TASK TO CARRY OUT →
Within the listing, how many lines hold the word "cylindrical"? Give the number by itself.
———
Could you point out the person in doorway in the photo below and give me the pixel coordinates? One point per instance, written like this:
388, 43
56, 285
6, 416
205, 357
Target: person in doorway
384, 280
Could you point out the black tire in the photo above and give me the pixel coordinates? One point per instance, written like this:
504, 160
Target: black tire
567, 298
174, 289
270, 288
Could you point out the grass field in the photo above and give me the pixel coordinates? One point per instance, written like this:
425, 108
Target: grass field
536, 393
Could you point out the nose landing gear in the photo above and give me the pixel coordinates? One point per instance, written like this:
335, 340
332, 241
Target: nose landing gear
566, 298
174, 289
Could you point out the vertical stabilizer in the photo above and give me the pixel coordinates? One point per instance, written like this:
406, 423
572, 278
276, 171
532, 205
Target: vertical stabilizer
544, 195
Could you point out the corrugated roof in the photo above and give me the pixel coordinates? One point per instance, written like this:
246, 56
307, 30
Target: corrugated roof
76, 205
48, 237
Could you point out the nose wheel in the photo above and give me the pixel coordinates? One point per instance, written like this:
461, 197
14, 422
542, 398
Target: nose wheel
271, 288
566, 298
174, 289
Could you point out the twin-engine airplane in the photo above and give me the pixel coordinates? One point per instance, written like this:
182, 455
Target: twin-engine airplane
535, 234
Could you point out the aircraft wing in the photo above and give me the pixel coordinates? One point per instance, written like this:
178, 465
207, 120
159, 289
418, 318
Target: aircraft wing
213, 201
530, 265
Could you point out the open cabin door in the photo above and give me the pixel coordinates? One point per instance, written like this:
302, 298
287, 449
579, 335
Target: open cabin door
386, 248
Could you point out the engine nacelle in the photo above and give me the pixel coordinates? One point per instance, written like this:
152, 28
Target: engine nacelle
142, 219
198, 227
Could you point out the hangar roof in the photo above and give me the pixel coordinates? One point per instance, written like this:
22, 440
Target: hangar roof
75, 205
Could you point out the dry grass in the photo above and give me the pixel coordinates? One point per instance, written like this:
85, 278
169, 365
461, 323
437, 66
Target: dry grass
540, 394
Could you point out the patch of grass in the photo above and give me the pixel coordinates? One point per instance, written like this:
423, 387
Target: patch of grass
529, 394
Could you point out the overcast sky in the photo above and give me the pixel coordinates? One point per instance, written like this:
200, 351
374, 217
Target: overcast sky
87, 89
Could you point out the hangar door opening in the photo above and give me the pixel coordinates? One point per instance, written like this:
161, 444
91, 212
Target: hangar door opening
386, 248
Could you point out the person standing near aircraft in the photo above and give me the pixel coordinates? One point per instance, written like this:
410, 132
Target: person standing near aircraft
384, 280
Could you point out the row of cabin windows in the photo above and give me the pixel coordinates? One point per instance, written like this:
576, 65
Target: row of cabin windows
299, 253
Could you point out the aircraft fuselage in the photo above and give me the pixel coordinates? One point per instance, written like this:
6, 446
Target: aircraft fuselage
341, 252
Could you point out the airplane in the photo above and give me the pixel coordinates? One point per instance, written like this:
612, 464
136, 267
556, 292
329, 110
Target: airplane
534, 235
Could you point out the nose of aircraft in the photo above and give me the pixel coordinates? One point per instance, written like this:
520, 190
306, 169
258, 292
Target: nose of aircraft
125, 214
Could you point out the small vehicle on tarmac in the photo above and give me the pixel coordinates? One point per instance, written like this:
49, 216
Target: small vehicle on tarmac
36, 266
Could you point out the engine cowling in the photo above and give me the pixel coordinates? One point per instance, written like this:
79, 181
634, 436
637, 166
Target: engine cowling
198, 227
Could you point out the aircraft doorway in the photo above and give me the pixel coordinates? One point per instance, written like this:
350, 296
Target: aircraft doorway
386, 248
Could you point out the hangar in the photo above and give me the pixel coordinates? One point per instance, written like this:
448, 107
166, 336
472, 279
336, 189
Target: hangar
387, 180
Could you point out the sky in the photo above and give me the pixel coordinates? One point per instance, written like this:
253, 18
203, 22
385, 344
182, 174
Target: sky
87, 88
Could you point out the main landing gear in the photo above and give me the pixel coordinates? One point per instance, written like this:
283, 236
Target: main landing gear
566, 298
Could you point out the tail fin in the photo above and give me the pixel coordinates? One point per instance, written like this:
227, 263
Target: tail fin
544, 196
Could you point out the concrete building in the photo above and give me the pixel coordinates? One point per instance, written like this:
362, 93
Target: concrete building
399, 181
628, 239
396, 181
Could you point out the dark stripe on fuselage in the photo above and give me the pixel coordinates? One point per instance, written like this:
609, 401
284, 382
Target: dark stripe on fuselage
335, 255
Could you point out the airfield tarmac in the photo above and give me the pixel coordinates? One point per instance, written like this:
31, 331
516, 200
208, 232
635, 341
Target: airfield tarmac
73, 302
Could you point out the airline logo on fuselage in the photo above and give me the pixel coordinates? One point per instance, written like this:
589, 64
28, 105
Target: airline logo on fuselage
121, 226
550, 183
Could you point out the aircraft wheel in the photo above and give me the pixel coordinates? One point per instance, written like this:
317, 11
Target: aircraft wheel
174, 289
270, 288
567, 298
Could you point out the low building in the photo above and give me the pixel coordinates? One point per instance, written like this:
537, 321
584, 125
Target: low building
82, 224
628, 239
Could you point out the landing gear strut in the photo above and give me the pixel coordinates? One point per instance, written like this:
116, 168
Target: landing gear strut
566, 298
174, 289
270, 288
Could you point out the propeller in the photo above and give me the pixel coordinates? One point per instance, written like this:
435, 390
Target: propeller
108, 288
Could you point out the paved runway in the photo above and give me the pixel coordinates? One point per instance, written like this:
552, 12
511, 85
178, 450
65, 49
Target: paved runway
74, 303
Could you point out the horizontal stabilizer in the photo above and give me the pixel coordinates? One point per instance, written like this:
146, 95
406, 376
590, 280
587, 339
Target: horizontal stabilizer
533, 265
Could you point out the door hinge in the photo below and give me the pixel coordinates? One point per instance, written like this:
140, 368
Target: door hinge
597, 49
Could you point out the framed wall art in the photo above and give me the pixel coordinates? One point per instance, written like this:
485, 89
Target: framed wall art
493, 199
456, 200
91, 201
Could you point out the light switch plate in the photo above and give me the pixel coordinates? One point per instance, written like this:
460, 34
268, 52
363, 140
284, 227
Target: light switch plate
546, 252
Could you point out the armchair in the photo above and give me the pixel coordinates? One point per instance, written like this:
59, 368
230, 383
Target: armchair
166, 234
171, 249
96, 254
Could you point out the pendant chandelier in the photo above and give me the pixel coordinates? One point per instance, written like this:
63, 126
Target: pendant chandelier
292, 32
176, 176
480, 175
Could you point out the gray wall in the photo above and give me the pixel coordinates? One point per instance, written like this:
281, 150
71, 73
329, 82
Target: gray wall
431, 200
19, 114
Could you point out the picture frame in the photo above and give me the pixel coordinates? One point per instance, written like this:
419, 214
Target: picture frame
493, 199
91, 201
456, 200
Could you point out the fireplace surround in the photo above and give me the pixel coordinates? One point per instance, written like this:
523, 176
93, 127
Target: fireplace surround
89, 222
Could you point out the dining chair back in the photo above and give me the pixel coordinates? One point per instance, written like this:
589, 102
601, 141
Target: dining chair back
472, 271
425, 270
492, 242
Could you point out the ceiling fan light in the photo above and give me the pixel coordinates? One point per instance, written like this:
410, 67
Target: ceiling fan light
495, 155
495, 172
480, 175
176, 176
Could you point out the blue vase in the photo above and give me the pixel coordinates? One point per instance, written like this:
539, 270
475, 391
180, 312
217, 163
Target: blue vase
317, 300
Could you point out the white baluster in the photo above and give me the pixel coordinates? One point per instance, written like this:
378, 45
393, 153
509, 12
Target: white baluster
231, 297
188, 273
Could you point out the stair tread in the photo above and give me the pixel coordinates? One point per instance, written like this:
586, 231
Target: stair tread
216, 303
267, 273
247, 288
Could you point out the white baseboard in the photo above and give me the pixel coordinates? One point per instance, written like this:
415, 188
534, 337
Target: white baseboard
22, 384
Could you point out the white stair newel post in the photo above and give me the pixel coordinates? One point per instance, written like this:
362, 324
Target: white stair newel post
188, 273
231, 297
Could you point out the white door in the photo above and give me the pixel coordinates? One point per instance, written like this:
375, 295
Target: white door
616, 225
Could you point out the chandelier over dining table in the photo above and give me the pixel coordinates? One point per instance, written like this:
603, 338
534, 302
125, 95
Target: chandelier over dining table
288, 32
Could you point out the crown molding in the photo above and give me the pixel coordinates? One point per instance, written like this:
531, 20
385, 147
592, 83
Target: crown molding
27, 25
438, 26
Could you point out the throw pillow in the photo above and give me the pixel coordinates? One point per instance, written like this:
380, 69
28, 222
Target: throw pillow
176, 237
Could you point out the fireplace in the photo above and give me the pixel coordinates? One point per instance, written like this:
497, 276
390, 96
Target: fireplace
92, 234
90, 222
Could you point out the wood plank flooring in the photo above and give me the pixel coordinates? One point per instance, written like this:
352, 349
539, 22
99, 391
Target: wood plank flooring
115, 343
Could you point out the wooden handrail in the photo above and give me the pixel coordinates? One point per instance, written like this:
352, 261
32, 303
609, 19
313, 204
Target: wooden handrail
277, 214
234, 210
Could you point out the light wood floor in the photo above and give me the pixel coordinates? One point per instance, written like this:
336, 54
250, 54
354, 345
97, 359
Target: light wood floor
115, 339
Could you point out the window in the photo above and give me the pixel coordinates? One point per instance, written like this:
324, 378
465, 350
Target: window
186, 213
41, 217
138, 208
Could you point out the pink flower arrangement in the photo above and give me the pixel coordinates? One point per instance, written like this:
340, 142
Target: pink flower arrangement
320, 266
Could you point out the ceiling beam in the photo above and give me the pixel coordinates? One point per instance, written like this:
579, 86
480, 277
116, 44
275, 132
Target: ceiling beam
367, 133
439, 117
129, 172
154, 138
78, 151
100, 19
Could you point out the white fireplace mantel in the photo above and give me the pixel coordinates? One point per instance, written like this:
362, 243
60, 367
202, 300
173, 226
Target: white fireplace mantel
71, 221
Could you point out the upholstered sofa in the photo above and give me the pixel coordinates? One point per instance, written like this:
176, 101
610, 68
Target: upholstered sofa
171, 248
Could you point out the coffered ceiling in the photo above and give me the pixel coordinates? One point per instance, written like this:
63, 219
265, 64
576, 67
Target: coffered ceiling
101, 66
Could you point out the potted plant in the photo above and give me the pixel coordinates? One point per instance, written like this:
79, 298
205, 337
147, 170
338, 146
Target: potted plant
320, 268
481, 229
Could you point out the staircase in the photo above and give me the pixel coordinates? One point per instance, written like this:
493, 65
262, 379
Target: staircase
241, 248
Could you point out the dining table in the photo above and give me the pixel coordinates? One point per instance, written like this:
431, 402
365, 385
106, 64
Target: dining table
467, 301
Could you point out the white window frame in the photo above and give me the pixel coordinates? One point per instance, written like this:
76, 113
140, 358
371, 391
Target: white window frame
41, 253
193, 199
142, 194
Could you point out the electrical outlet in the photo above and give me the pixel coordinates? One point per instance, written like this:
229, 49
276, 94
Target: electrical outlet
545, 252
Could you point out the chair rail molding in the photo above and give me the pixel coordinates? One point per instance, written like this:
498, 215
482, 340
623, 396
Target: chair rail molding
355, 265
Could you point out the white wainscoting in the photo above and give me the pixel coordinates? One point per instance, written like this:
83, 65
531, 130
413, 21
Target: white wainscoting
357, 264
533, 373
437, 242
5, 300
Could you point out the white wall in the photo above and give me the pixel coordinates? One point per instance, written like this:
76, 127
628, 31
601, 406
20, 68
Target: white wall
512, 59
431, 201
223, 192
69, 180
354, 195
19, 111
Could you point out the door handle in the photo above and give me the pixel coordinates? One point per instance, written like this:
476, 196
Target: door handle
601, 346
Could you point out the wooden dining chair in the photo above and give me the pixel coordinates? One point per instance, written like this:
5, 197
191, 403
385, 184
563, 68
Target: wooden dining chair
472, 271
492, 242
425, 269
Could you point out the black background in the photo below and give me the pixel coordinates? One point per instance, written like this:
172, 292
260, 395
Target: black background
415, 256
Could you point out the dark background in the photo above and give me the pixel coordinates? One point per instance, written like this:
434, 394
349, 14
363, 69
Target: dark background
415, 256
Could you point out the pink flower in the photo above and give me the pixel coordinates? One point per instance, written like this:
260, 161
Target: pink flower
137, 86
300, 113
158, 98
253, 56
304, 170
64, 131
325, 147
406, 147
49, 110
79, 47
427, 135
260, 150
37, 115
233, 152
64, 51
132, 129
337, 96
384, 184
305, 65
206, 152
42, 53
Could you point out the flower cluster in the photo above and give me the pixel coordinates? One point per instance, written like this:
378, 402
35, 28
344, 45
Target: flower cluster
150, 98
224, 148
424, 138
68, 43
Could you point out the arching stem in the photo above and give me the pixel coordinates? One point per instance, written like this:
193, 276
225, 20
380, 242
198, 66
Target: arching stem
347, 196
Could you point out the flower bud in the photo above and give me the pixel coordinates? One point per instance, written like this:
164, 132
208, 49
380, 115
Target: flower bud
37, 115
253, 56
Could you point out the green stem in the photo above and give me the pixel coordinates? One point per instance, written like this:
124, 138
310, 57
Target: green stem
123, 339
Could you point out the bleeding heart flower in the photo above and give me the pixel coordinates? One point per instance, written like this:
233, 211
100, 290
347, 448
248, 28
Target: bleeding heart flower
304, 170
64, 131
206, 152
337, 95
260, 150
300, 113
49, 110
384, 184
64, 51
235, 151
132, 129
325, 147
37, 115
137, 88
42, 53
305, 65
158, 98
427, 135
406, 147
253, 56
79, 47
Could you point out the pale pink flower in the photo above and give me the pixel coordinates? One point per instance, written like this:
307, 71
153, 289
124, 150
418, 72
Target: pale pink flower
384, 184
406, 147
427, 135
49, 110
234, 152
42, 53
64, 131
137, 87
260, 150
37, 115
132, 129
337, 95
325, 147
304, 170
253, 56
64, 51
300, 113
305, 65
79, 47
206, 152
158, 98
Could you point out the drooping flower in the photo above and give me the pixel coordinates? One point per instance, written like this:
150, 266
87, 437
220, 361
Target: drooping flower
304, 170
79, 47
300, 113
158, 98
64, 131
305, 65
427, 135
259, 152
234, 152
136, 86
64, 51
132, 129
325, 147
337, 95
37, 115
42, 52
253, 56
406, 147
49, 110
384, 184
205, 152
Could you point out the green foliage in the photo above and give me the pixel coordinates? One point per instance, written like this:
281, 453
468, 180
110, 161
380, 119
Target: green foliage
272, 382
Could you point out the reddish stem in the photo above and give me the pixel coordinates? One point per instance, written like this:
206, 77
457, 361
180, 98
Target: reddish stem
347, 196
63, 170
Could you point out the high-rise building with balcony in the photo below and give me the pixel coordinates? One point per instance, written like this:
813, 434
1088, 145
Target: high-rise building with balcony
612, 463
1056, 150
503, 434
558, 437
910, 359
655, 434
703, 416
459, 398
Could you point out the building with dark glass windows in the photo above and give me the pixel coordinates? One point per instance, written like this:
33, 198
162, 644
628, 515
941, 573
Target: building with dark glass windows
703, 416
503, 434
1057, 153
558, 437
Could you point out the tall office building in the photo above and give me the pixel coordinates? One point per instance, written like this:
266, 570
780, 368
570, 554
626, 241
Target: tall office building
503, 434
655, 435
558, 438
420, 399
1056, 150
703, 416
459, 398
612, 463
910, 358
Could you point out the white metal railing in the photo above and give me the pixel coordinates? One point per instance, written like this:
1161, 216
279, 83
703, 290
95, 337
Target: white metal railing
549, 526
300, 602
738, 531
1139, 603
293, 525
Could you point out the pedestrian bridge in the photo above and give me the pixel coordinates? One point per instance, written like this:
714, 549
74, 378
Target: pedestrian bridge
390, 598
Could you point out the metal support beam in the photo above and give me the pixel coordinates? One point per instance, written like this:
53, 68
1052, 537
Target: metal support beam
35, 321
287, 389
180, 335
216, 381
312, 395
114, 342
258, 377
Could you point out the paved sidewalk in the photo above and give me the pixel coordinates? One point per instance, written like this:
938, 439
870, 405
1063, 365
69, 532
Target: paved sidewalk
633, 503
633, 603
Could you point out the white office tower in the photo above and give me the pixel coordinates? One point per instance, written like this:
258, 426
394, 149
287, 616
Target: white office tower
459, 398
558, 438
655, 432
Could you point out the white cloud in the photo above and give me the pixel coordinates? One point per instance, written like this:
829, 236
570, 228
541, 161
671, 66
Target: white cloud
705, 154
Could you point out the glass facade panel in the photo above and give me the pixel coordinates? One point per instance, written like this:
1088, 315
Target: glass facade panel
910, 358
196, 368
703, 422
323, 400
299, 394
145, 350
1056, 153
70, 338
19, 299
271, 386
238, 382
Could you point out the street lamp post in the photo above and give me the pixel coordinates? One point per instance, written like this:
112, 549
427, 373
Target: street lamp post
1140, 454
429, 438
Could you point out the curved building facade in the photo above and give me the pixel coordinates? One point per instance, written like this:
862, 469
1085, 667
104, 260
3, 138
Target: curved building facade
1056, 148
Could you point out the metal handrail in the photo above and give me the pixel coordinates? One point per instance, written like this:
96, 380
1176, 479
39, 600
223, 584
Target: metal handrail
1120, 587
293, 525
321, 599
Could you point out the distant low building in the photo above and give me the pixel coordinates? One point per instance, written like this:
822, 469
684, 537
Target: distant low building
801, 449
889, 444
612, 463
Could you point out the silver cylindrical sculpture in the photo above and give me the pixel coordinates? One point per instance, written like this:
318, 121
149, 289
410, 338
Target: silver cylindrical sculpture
———
RESULT →
2